Problem statement: Can you write what comes next in the forum thread about low-maintenance 10- and 20-gallon tanks, continuing from its last line?

==== Given passage ====

# 10 & 20 gal low to no maint tanks



## dhavoc (Mar 17, 2006)

new to this board, so here are my low tech no-frills tanks.

specs:
10 and 20L
original eclipse hoods and filters (1.3-1.7 wpg)
fourite substrate
driftwood and petrified wood/rocks

plants:
java moss
java fern
dwarf chain sword(barely surviving in the 20g)
pearlweed (again barely surviving in the 20g)

inhabitants:
10g: 2 very old(5 yrs) cardinal and rummy nose tetras, 1 chocolate gruomi, 1 oto, 1 very fat 6" dojo, dozens of malayan rainbow shrimp (they sell them as "feeder shrimp" here in Hawaii, and 10-15 RCS (trying to breed them as well)

20g: 14 cardinals, 4 moons (my daughter likes them so i cant dump em), 3 otos, 3 fat happy SAE, 2 hillstream loaches, 1 old pencil fish and hundreds of malayan rainbow shrimp (they breed like rabbits)


----------



## John N. (Dec 11, 2005)

Wow, I like everything is so lush and dark green. I'm no aquascaping expert, but the second tank is most visually impressive due to lots of open space and depth. The moss on the first is very cool looking, and would be greatly accented with bring the anubias forward in place of that crypt which looks too big in the front and distracts from that awesome moss. 

Other than that I really like both tanks alot. Welcome to APC!  It's good to see some lower tech setups popping up for inspiration.

-John N.


----------



## dhavoc (Mar 17, 2006)

Thanks, i'm no aquascaper so everything just kinda grew wherever i stuck it. i agree about the crypt, it was much smaller when i originally planted it and also only consisted of 2-3 plants compared to the 10 or so it has grown into. a little leery of pulling it up as they have some pretty massive root systems. moss needs a trim too, just dont have time to get to it. as for the anubia, i want to replace it with a nana version to better match the small tank size. my order for some is lost in that place where all lost packages disapear to so i guess i need to try ordering again.


----------



## skylsdale (Jun 2, 2004)

Absolutely beautiful. These tanks are exactly the type of thing I would strive for. Keep it up...and be sure to post updates!


----------



## dhavoc (Mar 17, 2006)

==== Recorded data ====

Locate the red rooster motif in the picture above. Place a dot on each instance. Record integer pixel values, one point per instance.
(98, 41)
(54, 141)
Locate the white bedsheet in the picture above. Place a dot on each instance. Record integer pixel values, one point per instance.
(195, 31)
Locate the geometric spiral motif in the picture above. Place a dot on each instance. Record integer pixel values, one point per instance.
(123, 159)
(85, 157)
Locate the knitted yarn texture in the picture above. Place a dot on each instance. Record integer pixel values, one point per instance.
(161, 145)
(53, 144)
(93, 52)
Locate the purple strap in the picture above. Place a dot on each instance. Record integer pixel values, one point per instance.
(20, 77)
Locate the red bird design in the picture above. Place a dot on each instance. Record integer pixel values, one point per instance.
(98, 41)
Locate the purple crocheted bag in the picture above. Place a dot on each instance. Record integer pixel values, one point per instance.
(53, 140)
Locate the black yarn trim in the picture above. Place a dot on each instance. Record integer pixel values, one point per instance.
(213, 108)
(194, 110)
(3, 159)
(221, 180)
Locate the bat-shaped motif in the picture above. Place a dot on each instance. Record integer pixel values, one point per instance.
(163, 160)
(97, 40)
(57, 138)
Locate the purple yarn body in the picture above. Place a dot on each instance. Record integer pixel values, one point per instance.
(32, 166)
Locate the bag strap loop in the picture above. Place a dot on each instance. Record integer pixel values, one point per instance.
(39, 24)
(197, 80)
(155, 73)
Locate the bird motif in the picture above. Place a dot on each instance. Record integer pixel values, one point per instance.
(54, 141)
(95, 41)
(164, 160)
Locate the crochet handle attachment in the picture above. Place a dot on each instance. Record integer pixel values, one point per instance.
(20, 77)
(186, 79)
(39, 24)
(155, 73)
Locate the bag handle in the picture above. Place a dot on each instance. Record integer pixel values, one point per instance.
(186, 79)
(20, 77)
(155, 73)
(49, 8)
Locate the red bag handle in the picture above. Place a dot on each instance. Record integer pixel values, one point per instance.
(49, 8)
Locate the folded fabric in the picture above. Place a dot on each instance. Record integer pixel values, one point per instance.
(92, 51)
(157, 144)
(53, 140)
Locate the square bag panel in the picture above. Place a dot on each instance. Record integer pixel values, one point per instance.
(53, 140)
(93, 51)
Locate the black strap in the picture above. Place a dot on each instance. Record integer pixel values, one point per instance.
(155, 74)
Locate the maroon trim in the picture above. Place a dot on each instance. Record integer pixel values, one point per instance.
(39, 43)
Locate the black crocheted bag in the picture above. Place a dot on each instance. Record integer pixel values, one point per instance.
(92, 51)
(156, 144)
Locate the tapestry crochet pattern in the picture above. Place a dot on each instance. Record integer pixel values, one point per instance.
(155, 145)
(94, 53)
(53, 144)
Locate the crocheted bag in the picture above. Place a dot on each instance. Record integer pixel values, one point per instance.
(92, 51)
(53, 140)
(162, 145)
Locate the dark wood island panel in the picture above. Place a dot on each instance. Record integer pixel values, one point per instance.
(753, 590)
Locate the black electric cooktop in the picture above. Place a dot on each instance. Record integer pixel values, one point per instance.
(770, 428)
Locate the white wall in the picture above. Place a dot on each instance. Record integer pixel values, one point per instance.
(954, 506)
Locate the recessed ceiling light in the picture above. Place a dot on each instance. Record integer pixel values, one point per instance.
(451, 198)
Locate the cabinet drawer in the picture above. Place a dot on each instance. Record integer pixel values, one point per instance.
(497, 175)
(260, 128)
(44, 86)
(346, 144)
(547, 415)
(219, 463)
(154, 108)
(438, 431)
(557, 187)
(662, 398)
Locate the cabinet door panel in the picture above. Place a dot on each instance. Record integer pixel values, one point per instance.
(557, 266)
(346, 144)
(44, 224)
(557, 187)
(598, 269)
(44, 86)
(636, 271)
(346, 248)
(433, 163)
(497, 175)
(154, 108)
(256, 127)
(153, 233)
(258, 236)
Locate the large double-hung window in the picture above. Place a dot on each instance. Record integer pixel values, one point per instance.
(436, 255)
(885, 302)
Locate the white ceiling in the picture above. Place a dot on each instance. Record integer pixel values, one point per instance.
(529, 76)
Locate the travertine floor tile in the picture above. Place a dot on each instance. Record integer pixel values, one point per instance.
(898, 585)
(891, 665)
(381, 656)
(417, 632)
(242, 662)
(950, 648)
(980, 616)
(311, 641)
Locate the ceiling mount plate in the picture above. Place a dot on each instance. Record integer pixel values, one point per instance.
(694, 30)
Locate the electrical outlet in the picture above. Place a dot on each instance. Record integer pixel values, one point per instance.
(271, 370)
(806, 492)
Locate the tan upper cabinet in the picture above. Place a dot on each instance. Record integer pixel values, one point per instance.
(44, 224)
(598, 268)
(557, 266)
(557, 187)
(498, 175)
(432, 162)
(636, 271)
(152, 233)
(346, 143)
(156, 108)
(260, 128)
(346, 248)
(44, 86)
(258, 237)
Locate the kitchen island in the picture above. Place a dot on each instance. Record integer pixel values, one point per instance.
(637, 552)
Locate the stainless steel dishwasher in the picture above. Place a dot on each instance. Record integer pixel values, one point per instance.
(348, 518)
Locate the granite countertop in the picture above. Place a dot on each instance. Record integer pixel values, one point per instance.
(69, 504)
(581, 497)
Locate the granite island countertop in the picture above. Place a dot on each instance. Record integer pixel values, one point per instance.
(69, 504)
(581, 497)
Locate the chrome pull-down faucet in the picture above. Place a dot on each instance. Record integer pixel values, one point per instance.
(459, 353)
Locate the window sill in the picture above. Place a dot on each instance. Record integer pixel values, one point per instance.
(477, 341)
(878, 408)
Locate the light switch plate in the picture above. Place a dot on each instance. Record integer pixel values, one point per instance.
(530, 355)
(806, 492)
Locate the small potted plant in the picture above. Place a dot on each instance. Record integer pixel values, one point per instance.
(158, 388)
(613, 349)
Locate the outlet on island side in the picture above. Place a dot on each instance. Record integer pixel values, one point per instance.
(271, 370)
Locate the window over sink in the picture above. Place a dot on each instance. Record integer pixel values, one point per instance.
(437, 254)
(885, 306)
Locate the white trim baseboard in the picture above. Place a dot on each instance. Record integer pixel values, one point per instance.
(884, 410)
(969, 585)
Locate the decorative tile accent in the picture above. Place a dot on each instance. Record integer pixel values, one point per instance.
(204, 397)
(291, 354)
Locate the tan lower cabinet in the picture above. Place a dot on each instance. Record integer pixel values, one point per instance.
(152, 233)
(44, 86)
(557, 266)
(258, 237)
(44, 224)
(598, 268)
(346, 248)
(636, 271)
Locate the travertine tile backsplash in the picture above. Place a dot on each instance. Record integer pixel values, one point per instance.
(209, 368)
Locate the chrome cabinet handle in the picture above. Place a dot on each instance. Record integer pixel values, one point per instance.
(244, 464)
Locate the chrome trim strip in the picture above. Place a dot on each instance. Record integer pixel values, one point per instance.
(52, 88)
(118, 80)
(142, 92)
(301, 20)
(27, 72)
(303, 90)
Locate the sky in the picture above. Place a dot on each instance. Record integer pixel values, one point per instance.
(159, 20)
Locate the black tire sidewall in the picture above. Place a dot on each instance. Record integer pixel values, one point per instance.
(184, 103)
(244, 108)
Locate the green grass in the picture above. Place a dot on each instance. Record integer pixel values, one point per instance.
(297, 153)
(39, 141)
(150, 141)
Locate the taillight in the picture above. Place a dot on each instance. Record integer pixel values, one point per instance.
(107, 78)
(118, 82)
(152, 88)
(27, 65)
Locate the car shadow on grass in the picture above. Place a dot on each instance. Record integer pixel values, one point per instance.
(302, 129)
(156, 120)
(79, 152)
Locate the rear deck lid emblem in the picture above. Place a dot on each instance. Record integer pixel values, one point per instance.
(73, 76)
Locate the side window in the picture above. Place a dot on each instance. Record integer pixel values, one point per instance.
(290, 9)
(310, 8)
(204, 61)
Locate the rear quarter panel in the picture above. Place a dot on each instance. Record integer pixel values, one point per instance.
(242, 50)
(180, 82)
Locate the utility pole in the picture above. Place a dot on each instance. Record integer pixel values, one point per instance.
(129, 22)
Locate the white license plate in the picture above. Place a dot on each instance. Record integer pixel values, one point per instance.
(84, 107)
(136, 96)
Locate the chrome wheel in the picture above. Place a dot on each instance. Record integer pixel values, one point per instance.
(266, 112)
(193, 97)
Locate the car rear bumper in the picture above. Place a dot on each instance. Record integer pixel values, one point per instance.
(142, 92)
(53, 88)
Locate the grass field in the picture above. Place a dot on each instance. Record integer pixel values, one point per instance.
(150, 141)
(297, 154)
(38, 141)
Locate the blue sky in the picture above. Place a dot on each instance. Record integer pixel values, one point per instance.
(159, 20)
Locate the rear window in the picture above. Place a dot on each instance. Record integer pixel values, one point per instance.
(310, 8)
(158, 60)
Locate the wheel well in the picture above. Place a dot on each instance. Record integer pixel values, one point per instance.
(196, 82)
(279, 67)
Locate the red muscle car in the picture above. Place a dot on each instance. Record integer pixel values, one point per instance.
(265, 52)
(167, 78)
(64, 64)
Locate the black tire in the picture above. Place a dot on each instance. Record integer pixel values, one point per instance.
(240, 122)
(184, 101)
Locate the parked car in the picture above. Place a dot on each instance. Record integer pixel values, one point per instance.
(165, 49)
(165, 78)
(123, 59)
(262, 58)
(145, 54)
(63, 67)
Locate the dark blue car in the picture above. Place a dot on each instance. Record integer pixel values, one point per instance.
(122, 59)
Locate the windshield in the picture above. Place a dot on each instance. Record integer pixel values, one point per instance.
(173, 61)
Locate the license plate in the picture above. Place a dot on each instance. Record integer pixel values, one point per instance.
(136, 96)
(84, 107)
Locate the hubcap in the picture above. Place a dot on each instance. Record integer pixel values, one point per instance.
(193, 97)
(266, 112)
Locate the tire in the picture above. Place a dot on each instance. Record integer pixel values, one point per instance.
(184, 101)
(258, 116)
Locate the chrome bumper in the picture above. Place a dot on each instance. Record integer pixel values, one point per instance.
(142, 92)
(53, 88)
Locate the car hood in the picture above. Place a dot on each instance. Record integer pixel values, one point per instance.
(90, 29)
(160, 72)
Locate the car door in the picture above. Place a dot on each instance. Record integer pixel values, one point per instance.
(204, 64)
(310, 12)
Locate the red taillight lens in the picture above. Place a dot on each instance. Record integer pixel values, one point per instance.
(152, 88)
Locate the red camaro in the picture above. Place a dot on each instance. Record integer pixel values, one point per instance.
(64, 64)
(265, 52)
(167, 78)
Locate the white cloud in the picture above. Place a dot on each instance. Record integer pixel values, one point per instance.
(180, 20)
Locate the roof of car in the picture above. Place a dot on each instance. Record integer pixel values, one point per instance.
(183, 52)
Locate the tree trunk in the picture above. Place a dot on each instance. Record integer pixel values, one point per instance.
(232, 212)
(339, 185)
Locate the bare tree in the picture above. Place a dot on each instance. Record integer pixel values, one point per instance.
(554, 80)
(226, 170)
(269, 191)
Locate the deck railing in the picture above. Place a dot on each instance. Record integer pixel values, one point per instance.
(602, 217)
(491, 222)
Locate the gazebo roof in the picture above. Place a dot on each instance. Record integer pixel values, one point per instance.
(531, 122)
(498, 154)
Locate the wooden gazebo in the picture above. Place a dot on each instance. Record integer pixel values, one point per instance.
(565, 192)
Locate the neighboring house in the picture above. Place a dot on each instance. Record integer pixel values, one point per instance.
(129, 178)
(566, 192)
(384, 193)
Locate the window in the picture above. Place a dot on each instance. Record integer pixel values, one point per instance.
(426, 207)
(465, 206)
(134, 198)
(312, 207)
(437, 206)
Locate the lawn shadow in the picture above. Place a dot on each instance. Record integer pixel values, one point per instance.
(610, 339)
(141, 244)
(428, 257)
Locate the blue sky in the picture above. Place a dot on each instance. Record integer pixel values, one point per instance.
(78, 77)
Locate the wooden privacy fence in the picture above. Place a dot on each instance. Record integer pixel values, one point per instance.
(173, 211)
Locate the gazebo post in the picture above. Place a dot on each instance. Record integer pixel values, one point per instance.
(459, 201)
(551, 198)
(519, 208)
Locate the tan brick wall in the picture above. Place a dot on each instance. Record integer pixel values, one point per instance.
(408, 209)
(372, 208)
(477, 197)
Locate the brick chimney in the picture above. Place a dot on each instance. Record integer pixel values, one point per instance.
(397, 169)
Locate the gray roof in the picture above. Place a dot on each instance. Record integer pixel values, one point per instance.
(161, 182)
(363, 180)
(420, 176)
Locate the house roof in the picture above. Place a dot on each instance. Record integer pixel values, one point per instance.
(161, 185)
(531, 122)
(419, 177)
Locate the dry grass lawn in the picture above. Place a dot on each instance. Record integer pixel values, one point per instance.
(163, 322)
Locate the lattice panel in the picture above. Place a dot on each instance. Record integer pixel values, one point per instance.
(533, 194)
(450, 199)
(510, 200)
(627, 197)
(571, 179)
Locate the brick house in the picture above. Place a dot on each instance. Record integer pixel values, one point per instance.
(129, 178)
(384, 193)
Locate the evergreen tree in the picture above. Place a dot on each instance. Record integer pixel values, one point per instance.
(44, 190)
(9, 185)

====

Result for this exercise:
thanks, not much changes or happens with them, as since i pretty much dont do anything except feed the fish/shrimp and change about 40-50% of the water every month or so the plants grow at a glacial rate. the 10g is 5 years old and the 20g is ~3 years old. actually had to remove an anubias covered piece of driftwood from the 20g because it was getting too overgrown in there. i kinda like it better now with open space and may yank the large java fern growing on the right side of the 20 as well.


----------



## Miss Fishy (May 13, 2006)

Beautiful tanks, especially the 10 gallon! Did you say you have a _6 inch_ Dojo Loach in the 10 gallon? :jaw: How does it fit in the tank? Where does it swim around?

From Alex.


----------



## dhavoc (Mar 17, 2006)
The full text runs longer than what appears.